> [TASK INSTRUCTIONS]
Every line that contains the word "hair" should be copied from the records below.

> [MATERIAL TO PROCESS]
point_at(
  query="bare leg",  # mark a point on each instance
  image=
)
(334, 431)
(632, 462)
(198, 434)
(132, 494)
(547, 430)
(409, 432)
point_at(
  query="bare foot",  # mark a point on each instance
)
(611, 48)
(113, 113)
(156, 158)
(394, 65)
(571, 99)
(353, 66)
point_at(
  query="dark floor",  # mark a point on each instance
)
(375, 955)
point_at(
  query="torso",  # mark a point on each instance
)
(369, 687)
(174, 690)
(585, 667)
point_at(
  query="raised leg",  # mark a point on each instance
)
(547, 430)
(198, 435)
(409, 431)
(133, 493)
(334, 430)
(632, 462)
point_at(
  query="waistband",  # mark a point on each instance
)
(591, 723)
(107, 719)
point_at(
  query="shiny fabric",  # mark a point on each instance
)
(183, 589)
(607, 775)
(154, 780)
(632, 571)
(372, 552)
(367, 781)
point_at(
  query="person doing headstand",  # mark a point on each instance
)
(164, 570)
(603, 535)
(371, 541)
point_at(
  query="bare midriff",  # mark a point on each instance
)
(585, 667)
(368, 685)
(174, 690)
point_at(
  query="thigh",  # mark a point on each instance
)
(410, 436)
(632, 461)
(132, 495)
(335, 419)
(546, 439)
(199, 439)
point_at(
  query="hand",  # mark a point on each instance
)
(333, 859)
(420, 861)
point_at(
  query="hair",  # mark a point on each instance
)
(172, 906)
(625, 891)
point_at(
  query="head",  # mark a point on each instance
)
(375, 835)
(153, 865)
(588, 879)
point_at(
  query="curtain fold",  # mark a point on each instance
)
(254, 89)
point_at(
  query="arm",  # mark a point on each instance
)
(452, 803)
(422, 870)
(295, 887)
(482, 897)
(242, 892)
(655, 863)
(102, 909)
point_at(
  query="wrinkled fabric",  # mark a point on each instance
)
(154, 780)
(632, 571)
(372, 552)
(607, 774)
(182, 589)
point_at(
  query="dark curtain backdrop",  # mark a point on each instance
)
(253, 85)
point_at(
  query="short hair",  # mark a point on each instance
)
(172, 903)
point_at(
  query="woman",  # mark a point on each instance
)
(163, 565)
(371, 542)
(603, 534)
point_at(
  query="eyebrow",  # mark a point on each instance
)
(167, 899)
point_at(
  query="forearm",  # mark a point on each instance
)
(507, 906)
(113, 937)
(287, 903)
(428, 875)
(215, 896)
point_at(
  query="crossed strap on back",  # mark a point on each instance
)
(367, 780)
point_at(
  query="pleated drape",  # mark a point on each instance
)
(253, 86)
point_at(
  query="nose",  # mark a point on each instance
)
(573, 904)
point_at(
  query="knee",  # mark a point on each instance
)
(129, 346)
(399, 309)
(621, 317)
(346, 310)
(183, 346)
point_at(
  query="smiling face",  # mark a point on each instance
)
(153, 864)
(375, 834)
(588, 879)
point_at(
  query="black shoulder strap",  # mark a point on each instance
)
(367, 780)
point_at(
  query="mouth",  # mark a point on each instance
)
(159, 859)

> [ANSWER BELOW]
  query="hair",  # mark a point on each instance
  query="short hair",  # mark a point on each instance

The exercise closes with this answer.